Problem statement »
Copy out word for word the stretch of entries from the line containing "Mark the yellow" through the end of the entries, both ends included.

Records for the exercise »
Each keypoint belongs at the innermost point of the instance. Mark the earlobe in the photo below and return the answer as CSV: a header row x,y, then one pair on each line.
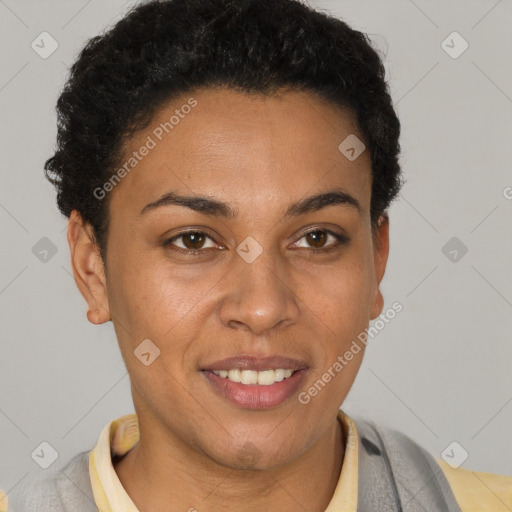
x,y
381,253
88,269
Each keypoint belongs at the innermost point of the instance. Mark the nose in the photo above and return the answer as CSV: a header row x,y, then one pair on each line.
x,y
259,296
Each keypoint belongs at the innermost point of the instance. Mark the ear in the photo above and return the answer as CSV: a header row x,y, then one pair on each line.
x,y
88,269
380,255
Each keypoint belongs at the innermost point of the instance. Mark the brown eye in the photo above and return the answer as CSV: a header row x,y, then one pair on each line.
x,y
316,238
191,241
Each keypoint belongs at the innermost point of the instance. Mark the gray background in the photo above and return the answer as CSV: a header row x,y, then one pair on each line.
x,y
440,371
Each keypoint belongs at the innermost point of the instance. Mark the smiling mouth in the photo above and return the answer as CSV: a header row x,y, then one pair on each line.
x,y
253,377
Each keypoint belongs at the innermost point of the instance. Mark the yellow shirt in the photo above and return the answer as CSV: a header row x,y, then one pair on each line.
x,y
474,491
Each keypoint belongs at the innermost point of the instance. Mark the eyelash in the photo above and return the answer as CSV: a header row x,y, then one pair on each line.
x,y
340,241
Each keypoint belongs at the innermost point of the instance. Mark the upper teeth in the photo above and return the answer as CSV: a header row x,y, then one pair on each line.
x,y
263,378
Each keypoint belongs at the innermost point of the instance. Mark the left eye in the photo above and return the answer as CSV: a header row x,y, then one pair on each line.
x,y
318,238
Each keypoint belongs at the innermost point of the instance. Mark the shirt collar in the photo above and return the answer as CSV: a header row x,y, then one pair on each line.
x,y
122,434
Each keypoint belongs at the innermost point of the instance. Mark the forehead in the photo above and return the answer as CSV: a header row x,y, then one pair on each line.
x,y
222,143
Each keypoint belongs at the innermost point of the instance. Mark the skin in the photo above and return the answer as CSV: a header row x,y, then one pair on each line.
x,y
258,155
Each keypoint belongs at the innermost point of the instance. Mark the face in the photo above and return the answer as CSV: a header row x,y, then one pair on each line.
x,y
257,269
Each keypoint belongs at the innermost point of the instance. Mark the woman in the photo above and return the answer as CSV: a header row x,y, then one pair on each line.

Output of the exercise »
Each keypoint belongs at the innermost point of the instance. Mark the yellow shirt in the photo above and return the answer as CSV: a header row x,y, then one pair on each line.
x,y
474,491
Each keypoint belongs at the innermost point of the instance. Mark the eyelash in the photo above and return the answer as CSV: a header row x,y, then one pair on each line.
x,y
340,241
Each keypoint belongs at the innermost point of the instance. Mark the upper teeth in the photo above and return the answer as CSV: a header row x,y, then one pair on each line.
x,y
263,378
Each keypoint belongs at the innermost point of the instance. Mark the left eye in the photo above and return the answer as CSV: a header row x,y, then one pair on each line.
x,y
318,238
Each keypoint belongs at the innermost point of the instance. Mark the shirt collar in the photo above and return the answer as CSV: a header row x,y, then one pair on each line.
x,y
122,434
Each keypoint belongs at the innermost point of the instance. Mark the forehead in the photo above and return the answer as CSV: a header row x,y, then one pair on each line.
x,y
222,143
Each keypoint belongs at the innermost point of the instance. Mark the skin in the photo above and return the answer as CSV: a header row x,y, then one pair on each line.
x,y
258,155
Each keypoint belongs at the innermost point of the instance. Mark the face in the photo above and return the answer as CSV: a header row x,y, then one pair on each line.
x,y
257,269
Each keypoint belongs at the innermost point of the instance. Mark the woman in the photo above and return the answer as CSV: a header row x,y, then one pair on each line.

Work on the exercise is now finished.